■ Texte à lire ■

Ne soyons pas naïfs !
Par Karim B. – Le handicap de la langue aidant, nos médias se réfèrent exclusivement aux agences, chaînes de télévision et sites français et arabes du Golfe. Or, dans la guerre qui se déroule en Ukraine, la propagande prend allégrement le dessus sur l’information. Par-delà les positions légitimes des uns et des autres sur ce conflit, ses causes et ses conséquences, notre rôle de journalistes appelle une analyse approfondie et mesurée des événements qui secouent cette partie du monde et qui, de par leurs enjeux colossaux et leurs ondes de choc, impacteront l’ensemble de la planète.
L’Algérie, qui occupe une place de premier rang au sein du club fermé des pays exportateurs de gaz, subira, à n’en point douter, des pressions qui viendront s’ajouter à celles que lui font endurer, certes de façon indirecte, les puissances occidentales auxquelles elle oppose une politique aux antipodes de l’interventionnisme qu’elles adoptent comme doctrine, en semant le désordre partout dans le monde. L’Europe, qui se voit privée de cette énergie qu’elle obtenait auprès de la Russie et qui la rend précaire, cherchera à combler ce besoin en se tournant vers le Qatar, la Norvège et, évidemment, le voisin du sud de la Méditerranée qui assure déjà une partie de la demande espagnole, italienne et française.

■ À faire ■
**a)** D'après le texte à lire, vers quels fournisseurs l'Europe se tournera-t-elle pour combler son besoin en énergie ?
**b)** Reproduisez fidèlement le passage du texte à lire qui commence aux mots « L’Algérie, qui occupe » et s'arrête après « italienne et française. ».

■ Données enregistrées ■
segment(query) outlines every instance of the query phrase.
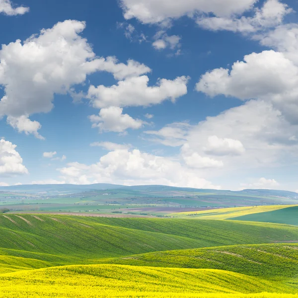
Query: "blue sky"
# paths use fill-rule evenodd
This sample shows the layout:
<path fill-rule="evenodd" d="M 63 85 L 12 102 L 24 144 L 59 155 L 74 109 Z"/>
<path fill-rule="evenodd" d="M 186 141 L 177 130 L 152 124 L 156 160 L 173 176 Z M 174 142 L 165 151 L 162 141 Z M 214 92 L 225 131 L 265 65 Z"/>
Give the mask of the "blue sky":
<path fill-rule="evenodd" d="M 297 190 L 297 10 L 0 0 L 0 185 Z"/>

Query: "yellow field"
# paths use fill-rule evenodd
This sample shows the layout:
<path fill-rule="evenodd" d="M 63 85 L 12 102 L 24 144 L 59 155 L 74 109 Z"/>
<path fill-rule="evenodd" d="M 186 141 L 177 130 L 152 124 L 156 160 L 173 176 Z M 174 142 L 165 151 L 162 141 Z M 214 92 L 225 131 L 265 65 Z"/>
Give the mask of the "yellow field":
<path fill-rule="evenodd" d="M 233 217 L 262 213 L 269 211 L 279 210 L 297 205 L 274 205 L 269 206 L 257 206 L 249 207 L 236 207 L 235 208 L 223 208 L 202 211 L 192 211 L 191 212 L 179 212 L 169 214 L 173 217 L 184 217 L 187 218 L 199 218 L 202 220 L 226 220 Z"/>
<path fill-rule="evenodd" d="M 252 295 L 264 292 L 271 294 Z M 212 269 L 97 265 L 0 275 L 1 298 L 298 297 L 284 295 L 295 293 L 283 282 Z"/>

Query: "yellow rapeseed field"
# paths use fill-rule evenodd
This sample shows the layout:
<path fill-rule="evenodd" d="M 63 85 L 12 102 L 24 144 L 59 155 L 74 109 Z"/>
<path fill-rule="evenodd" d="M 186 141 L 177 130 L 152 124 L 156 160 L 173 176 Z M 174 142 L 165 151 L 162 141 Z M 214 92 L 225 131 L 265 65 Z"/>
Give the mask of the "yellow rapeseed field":
<path fill-rule="evenodd" d="M 236 207 L 234 208 L 221 208 L 203 211 L 192 211 L 190 212 L 179 212 L 172 213 L 169 216 L 174 217 L 188 217 L 191 218 L 199 218 L 202 220 L 226 220 L 234 217 L 262 213 L 293 207 L 296 205 L 273 205 L 269 206 L 256 206 L 248 207 Z"/>

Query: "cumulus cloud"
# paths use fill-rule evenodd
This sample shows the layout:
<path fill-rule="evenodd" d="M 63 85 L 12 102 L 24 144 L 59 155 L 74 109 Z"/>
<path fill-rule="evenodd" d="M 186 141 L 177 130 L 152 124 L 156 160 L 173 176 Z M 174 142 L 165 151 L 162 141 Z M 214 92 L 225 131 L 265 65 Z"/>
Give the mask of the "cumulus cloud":
<path fill-rule="evenodd" d="M 0 140 L 0 175 L 28 173 L 16 148 L 8 141 Z"/>
<path fill-rule="evenodd" d="M 47 158 L 52 158 L 54 155 L 56 155 L 57 152 L 55 151 L 54 152 L 44 152 L 43 156 Z"/>
<path fill-rule="evenodd" d="M 87 165 L 72 162 L 60 171 L 61 179 L 75 184 L 103 182 L 220 188 L 200 178 L 196 170 L 178 161 L 138 149 L 116 149 L 103 156 L 96 163 Z"/>
<path fill-rule="evenodd" d="M 286 4 L 278 0 L 267 0 L 261 8 L 254 9 L 252 17 L 206 17 L 197 19 L 197 23 L 209 30 L 225 30 L 233 32 L 255 32 L 265 28 L 274 27 L 283 22 L 285 15 L 293 11 Z"/>
<path fill-rule="evenodd" d="M 23 43 L 17 40 L 2 46 L 0 85 L 4 95 L 0 117 L 7 115 L 7 123 L 18 131 L 43 139 L 37 132 L 41 125 L 29 116 L 51 111 L 55 94 L 73 92 L 73 86 L 83 83 L 88 74 L 105 71 L 124 79 L 151 71 L 132 60 L 124 64 L 115 57 L 97 57 L 80 35 L 85 26 L 84 22 L 66 20 Z"/>
<path fill-rule="evenodd" d="M 281 25 L 274 30 L 256 35 L 254 38 L 262 45 L 282 52 L 287 58 L 298 65 L 298 24 Z"/>
<path fill-rule="evenodd" d="M 174 101 L 186 94 L 189 79 L 186 76 L 178 77 L 173 80 L 162 78 L 155 86 L 150 86 L 148 85 L 149 78 L 147 75 L 130 77 L 110 87 L 91 85 L 88 97 L 93 106 L 97 108 L 111 106 L 147 106 L 168 99 Z"/>
<path fill-rule="evenodd" d="M 151 114 L 145 114 L 145 115 L 144 115 L 144 116 L 148 119 L 151 119 L 153 117 L 154 117 L 154 115 L 152 115 Z"/>
<path fill-rule="evenodd" d="M 123 109 L 109 107 L 101 109 L 99 115 L 92 115 L 89 118 L 93 123 L 92 128 L 97 127 L 101 132 L 122 133 L 129 128 L 139 129 L 144 122 L 134 119 L 127 114 L 123 114 Z"/>
<path fill-rule="evenodd" d="M 241 14 L 250 9 L 256 0 L 121 0 L 126 19 L 136 18 L 145 24 L 160 23 L 169 19 L 197 13 L 217 16 Z"/>
<path fill-rule="evenodd" d="M 245 152 L 243 144 L 237 140 L 221 139 L 217 136 L 208 138 L 204 151 L 210 154 L 216 155 L 241 155 Z"/>
<path fill-rule="evenodd" d="M 241 186 L 244 188 L 249 188 L 253 189 L 271 189 L 276 188 L 279 186 L 280 184 L 274 179 L 266 179 L 265 178 L 260 178 L 257 182 L 253 183 L 243 184 Z"/>
<path fill-rule="evenodd" d="M 123 79 L 132 76 L 139 76 L 150 73 L 151 70 L 145 64 L 129 59 L 126 64 L 119 63 L 116 57 L 108 57 L 98 60 L 98 70 L 111 73 L 116 79 Z"/>
<path fill-rule="evenodd" d="M 219 167 L 217 174 L 221 168 L 226 173 L 298 161 L 298 126 L 292 125 L 272 103 L 264 101 L 251 100 L 196 125 L 174 123 L 145 133 L 164 145 L 187 144 L 190 156 L 192 152 L 212 159 L 220 156 L 224 165 Z M 181 151 L 183 159 L 184 155 Z M 191 159 L 189 161 L 191 164 Z"/>
<path fill-rule="evenodd" d="M 115 150 L 126 150 L 131 148 L 130 145 L 117 144 L 111 142 L 95 142 L 90 144 L 92 147 L 102 147 L 108 151 Z"/>
<path fill-rule="evenodd" d="M 27 116 L 23 115 L 18 117 L 8 116 L 6 121 L 8 124 L 17 129 L 19 133 L 23 132 L 26 135 L 32 134 L 37 139 L 45 140 L 37 132 L 41 128 L 40 123 L 37 121 L 32 121 Z"/>
<path fill-rule="evenodd" d="M 181 38 L 178 35 L 169 36 L 164 30 L 157 32 L 154 35 L 154 39 L 155 40 L 152 45 L 155 50 L 164 50 L 166 48 L 175 50 L 181 47 L 180 41 Z"/>
<path fill-rule="evenodd" d="M 24 14 L 29 10 L 29 7 L 14 5 L 10 0 L 0 0 L 0 13 L 6 15 L 17 15 Z"/>
<path fill-rule="evenodd" d="M 197 152 L 192 149 L 189 144 L 185 144 L 182 146 L 181 153 L 185 163 L 190 167 L 207 168 L 224 166 L 224 163 L 221 160 L 201 156 Z"/>

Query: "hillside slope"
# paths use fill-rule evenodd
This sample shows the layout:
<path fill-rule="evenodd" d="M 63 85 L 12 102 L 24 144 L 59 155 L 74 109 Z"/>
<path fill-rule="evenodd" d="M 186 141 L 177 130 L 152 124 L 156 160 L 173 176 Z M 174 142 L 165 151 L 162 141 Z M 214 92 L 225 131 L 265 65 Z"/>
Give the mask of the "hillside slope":
<path fill-rule="evenodd" d="M 0 237 L 0 268 L 6 272 L 170 250 L 298 242 L 298 228 L 231 221 L 4 215 Z"/>
<path fill-rule="evenodd" d="M 264 212 L 244 215 L 230 219 L 235 221 L 249 221 L 264 223 L 275 223 L 298 225 L 298 206 Z"/>
<path fill-rule="evenodd" d="M 298 244 L 233 245 L 157 252 L 104 264 L 227 270 L 266 279 L 298 278 Z"/>

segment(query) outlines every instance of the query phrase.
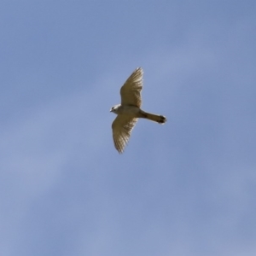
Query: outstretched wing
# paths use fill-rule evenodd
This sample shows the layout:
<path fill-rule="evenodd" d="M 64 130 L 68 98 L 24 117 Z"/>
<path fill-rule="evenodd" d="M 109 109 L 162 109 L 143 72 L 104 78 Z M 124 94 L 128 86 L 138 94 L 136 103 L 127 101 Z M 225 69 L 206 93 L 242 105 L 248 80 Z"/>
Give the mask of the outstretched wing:
<path fill-rule="evenodd" d="M 142 67 L 137 67 L 121 87 L 121 104 L 133 105 L 138 108 L 142 105 L 141 90 L 143 90 Z"/>
<path fill-rule="evenodd" d="M 113 120 L 112 124 L 113 139 L 114 147 L 119 154 L 124 152 L 137 121 L 137 118 L 131 118 L 124 114 L 119 114 Z"/>

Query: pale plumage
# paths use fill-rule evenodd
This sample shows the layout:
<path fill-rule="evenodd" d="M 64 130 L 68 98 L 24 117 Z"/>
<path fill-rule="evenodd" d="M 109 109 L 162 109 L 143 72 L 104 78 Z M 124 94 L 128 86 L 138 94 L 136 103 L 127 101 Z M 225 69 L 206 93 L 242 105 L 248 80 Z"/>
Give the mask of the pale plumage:
<path fill-rule="evenodd" d="M 148 119 L 160 124 L 166 121 L 162 115 L 147 113 L 140 108 L 143 74 L 141 67 L 137 67 L 131 73 L 120 89 L 121 104 L 112 107 L 110 110 L 118 114 L 112 124 L 112 130 L 114 147 L 120 154 L 124 152 L 138 118 Z"/>

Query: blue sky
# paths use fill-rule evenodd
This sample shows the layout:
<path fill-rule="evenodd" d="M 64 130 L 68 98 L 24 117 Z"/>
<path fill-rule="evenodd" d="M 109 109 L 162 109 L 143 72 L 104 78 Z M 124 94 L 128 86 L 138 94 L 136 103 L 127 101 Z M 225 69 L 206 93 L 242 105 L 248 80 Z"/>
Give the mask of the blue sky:
<path fill-rule="evenodd" d="M 0 254 L 256 255 L 255 1 L 2 1 Z M 110 108 L 137 67 L 124 154 Z"/>

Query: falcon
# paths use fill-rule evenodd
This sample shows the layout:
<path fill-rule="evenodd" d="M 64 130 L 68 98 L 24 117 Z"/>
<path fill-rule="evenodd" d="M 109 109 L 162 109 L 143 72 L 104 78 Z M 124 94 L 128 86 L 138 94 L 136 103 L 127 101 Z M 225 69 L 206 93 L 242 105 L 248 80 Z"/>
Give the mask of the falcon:
<path fill-rule="evenodd" d="M 115 105 L 110 109 L 110 112 L 117 114 L 112 124 L 112 131 L 114 147 L 119 154 L 124 152 L 131 131 L 139 118 L 159 124 L 165 124 L 167 120 L 163 115 L 147 113 L 140 108 L 143 75 L 143 68 L 137 67 L 120 89 L 121 104 Z"/>

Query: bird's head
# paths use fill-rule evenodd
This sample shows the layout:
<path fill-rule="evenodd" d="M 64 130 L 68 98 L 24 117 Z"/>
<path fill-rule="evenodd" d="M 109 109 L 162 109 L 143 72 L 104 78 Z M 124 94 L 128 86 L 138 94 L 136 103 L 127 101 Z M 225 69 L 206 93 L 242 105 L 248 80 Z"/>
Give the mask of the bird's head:
<path fill-rule="evenodd" d="M 115 106 L 112 107 L 112 108 L 110 108 L 110 112 L 113 112 L 113 113 L 118 113 L 118 110 L 119 110 L 119 107 L 120 107 L 120 104 L 115 105 Z"/>

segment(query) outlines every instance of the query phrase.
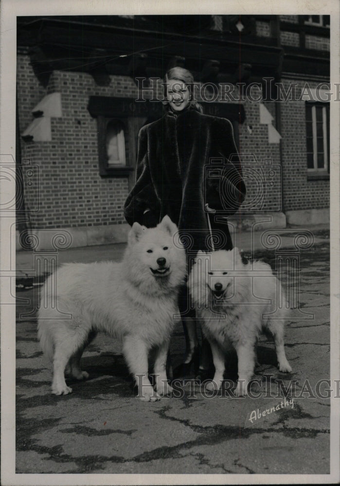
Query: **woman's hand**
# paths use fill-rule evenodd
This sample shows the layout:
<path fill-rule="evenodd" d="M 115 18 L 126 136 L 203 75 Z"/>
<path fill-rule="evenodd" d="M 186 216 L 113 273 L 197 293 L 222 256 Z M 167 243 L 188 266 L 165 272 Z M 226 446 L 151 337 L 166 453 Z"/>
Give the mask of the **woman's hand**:
<path fill-rule="evenodd" d="M 209 208 L 209 205 L 207 204 L 205 205 L 204 208 L 207 212 L 216 212 L 216 209 L 213 209 L 212 208 Z"/>

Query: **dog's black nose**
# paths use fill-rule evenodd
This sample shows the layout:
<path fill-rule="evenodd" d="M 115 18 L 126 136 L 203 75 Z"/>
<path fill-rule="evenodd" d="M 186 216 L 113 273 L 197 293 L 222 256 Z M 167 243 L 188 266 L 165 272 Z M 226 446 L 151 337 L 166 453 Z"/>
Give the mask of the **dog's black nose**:
<path fill-rule="evenodd" d="M 161 257 L 161 258 L 157 259 L 157 263 L 160 267 L 163 267 L 165 263 L 166 263 L 166 259 Z"/>

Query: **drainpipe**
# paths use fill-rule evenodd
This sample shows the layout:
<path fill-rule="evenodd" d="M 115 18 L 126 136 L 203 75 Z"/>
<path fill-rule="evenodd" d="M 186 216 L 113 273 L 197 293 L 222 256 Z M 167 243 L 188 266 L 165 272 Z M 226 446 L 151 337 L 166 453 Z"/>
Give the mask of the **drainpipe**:
<path fill-rule="evenodd" d="M 21 146 L 19 124 L 19 111 L 18 93 L 16 96 L 16 177 L 18 191 L 16 195 L 17 229 L 19 233 L 29 229 L 29 217 L 27 216 L 25 205 L 24 180 L 22 175 L 21 160 Z"/>
<path fill-rule="evenodd" d="M 274 30 L 274 35 L 276 37 L 276 43 L 278 47 L 281 47 L 281 42 L 280 37 L 280 16 L 275 15 L 275 18 L 273 20 L 273 23 L 272 24 L 272 28 Z M 283 62 L 283 56 L 284 56 L 284 51 L 283 49 L 282 50 L 281 54 L 281 59 L 280 61 L 280 64 L 278 67 L 277 70 L 276 72 L 276 75 L 275 76 L 275 79 L 274 80 L 274 87 L 275 88 L 273 90 L 274 92 L 274 95 L 275 98 L 275 128 L 282 136 L 282 112 L 281 112 L 281 102 L 278 99 L 278 90 L 276 87 L 276 83 L 279 82 L 281 80 L 281 73 L 282 71 L 282 64 Z M 285 200 L 284 197 L 284 181 L 283 181 L 283 151 L 282 148 L 282 139 L 281 139 L 279 142 L 279 153 L 280 153 L 280 165 L 281 168 L 281 209 L 282 212 L 285 212 Z"/>

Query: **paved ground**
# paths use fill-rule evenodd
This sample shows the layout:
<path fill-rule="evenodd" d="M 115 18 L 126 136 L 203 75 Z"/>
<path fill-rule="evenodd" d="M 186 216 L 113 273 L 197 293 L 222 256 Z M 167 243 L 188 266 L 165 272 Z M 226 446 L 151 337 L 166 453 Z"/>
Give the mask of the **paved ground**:
<path fill-rule="evenodd" d="M 286 353 L 293 372 L 287 375 L 278 371 L 273 345 L 261 338 L 254 377 L 259 383 L 253 391 L 264 393 L 256 399 L 233 398 L 225 390 L 211 398 L 189 380 L 178 386 L 177 398 L 142 402 L 135 397 L 119 345 L 104 335 L 83 355 L 82 365 L 90 379 L 72 383 L 72 395 L 52 395 L 50 369 L 36 339 L 36 287 L 19 286 L 17 473 L 328 473 L 330 400 L 317 396 L 316 388 L 320 380 L 329 377 L 329 240 L 324 227 L 312 232 L 313 245 L 299 253 L 300 310 L 292 312 L 286 325 Z M 296 230 L 285 235 L 282 246 L 291 249 Z M 255 239 L 255 256 L 275 267 L 270 242 L 268 249 L 259 243 L 259 235 Z M 248 254 L 249 236 L 245 241 L 243 249 Z M 60 252 L 59 261 L 118 259 L 124 247 L 70 249 Z M 19 252 L 17 263 L 19 285 L 30 286 L 32 282 L 23 277 L 34 276 L 32 254 Z M 281 274 L 288 289 L 297 285 L 289 278 L 292 274 L 291 268 Z M 309 313 L 312 318 L 302 318 Z M 183 349 L 179 323 L 171 349 L 174 366 L 181 362 Z M 231 353 L 226 377 L 234 380 L 236 370 Z M 266 398 L 269 375 L 271 397 Z M 277 379 L 286 387 L 295 381 L 292 401 L 289 393 L 290 401 L 286 403 L 278 396 Z M 255 418 L 267 409 L 271 413 Z"/>

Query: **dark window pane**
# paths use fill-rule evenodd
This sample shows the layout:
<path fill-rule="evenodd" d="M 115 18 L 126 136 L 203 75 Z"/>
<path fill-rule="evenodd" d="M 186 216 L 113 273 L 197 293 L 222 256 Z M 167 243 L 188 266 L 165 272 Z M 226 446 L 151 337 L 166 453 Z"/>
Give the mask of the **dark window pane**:
<path fill-rule="evenodd" d="M 306 132 L 307 137 L 313 137 L 313 125 L 311 122 L 306 123 Z"/>
<path fill-rule="evenodd" d="M 323 137 L 323 123 L 321 122 L 316 124 L 316 136 Z"/>
<path fill-rule="evenodd" d="M 312 107 L 310 104 L 306 104 L 306 121 L 312 121 Z"/>
<path fill-rule="evenodd" d="M 318 138 L 317 139 L 317 147 L 318 152 L 323 152 L 323 139 Z"/>
<path fill-rule="evenodd" d="M 323 169 L 324 167 L 324 157 L 323 154 L 318 154 L 318 169 Z"/>
<path fill-rule="evenodd" d="M 307 139 L 307 152 L 313 152 L 313 139 L 310 137 Z"/>
<path fill-rule="evenodd" d="M 322 106 L 316 106 L 315 111 L 316 111 L 316 121 L 317 122 L 322 122 Z"/>
<path fill-rule="evenodd" d="M 313 158 L 313 154 L 307 154 L 307 168 L 314 169 L 314 162 Z"/>

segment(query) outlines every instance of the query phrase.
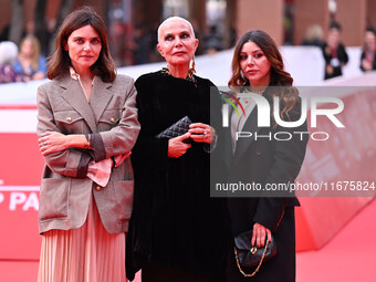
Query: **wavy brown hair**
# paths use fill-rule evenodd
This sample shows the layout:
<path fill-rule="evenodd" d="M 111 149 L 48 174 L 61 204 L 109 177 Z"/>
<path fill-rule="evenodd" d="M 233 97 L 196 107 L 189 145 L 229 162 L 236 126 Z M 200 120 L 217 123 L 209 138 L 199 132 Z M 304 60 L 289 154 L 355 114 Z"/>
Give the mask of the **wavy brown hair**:
<path fill-rule="evenodd" d="M 279 96 L 281 100 L 281 118 L 284 116 L 289 118 L 289 113 L 295 107 L 299 102 L 299 92 L 295 87 L 291 87 L 293 79 L 290 73 L 284 71 L 283 59 L 274 40 L 262 30 L 252 30 L 243 34 L 238 41 L 232 56 L 231 70 L 232 75 L 228 83 L 231 88 L 239 88 L 242 86 L 251 86 L 249 80 L 243 76 L 240 70 L 240 52 L 247 42 L 253 42 L 260 46 L 271 63 L 270 84 L 265 86 L 288 86 L 278 87 L 280 91 L 274 91 L 273 96 Z"/>
<path fill-rule="evenodd" d="M 115 62 L 109 54 L 107 29 L 103 19 L 90 7 L 81 8 L 70 13 L 60 27 L 55 40 L 55 52 L 49 58 L 48 77 L 53 80 L 69 72 L 71 59 L 64 45 L 73 31 L 92 25 L 98 33 L 102 50 L 98 60 L 91 66 L 95 75 L 101 76 L 104 82 L 113 82 L 116 77 Z"/>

■ Réponses complètes ■
**a)** Vers le Qatar, la Norvège et le voisin du sud de la Méditerranée.

**b)**
L’Algérie, qui occupe une place de premier rang au sein du club fermé des pays exportateurs de gaz, subira, à n’en point douter, des pressions qui viendront s’ajouter à celles que lui font endurer, certes de façon indirecte, les puissances occidentales auxquelles elle oppose une politique aux antipodes de l’interventionnisme qu’elles adoptent comme doctrine, en semant le désordre partout dans le monde. L’Europe, qui se voit privée de cette énergie qu’elle obtenait auprès de la Russie et qui la rend précaire, cherchera à combler ce besoin en se tournant vers le Qatar, la Norvège et, évidemment, le voisin du sud de la Méditerranée qui assure déjà une partie de la demande espagnole, italienne et française.